Broken in Bali - Part 2
All that flow I found led me to a river about a week after the ankle incident on Nate’s birthday (May 8, 2017), the first day to honor Nate’s birth since his death in November. I felt a lot of pressure surrounding how to honor him, especially since I was in the middle of feeling such heavy grief. My tears fell heavy like the Tengenungan Waterfall I was able to visit before the ankle incident.
The tears started streaming when I slowed down to sit. A large iguana snaked its way out of the brush and into the river making a splash and I suddenly worried if I was in the wrong place. I would have probably popped right up and sprinted away but something told me to stay, other than my broken body.
That’s when I had a spiritual awakening and signs started to appear taking away my fear. A bright orange, slightly burly butterfly began fluttering around and then intentionally stopped on a rock right in front of me. It appeared to be at peace and simply stopped moving which is rare for busy butterflies that buzz about. Feeling drawn toward this small creature because it reminded me of the puffy orange coat that Nate often wore, I reached out and touched its wings. Much to my surprise it actually let me! Surely I was crazy but didn’t care so I talked, cried and stroked the wings. I knew without a doubt that Nate’s spirit finally felt space to visit because I had slowed down.
His birthday was also the first time I felt Nate’s presence since he passed. In this moment, I felt so alive despite the death that was moving through and around me as I found my messy way through the magic.
I don’t know how to describe what happened that day although I do know that I tapped into the divine realm that surrounds us all, the spiritual center that is often difficult to see clearly because the busyness of life clouds the lens. This magical, mystical day paved the proverbial path of processing my grief in a consistently conscious way that I am still working through today.
Now three years later most days feel like I am a butterfly that emerged out of a cocoon of despair finally free to fly high and spread her wings. Then there are days that I feel like I need to sit with the stuff that is still heavy, retreating to reflect in the darkness. That’s when writing is my refuge. I have learned to trust these emotions to evolve and move through the tunnel into the light so I can once again take flight.
For me the grief process ebbs and flows like the Bridges River twisting and turning it’s way through a Balinese rainforest. When I trust the flow with less resistance, I am simply taken down stream gently with the current. When I resist, the emotions persist eventually manifesting in more pain (physically, mentally, emotionally, spiritually). When I slow down and soften deep into my soul there are spiritual signs from above. Butterflies became a gift from above from that day forward as a rebirth of understanding my grief and connecting with the deceased. Now I see butterflies on most bike rides and hikes and even spotted a small orange guy on Nate’s birthday this year again this year :)
These stories about whimsical signs while evolving through time and learning to shine is the true meaning of the “Butterfly Blog” of magical metamorphosis. Feel to heal while being vulnerably real is what I hope to share with those who care. Thank you for reading along this vicarious reel of writing therapy. It truly means so much to me!

= = = = = = =

TASKS FOR THIS EXERCISE —
1/ Answer these questions about the Bali blog post.
(a) On what date was Nate's birthday when the writer went to the river?
(b) What did the orange butterfly remind the writer of?
(c) According to the post, what is the writer's refuge on heavy days?
2/ Copy out the Bali blog post from "His birthday was" up to and including "through the magic.", putting "mystery" in place of "magic".

SOURCE DATA —
= = = = = = =

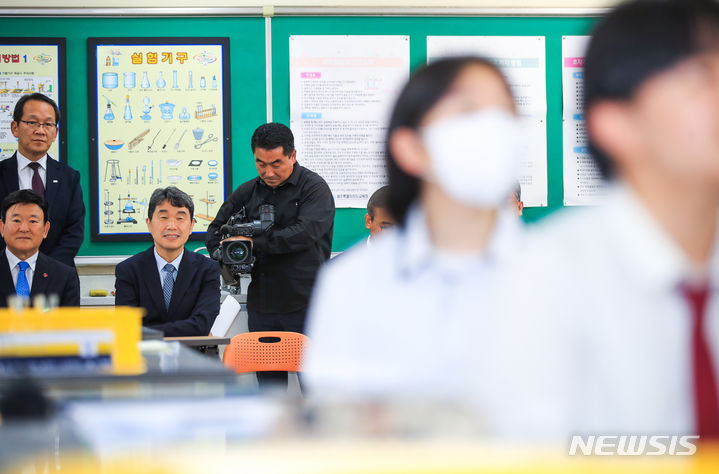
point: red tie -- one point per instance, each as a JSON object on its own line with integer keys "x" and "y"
{"x": 37, "y": 185}
{"x": 706, "y": 400}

= = = = = = =

PROBLEM SOLUTIONS —
1/
(a) May 8, 2017
(b) The puffy orange coat that Nate often wore
(c) Writing

2/
His birthday was also the first time I felt Nate’s presence since he passed. In this moment, I felt so alive despite the death that was moving through and around me as I found my messy way through the mystery.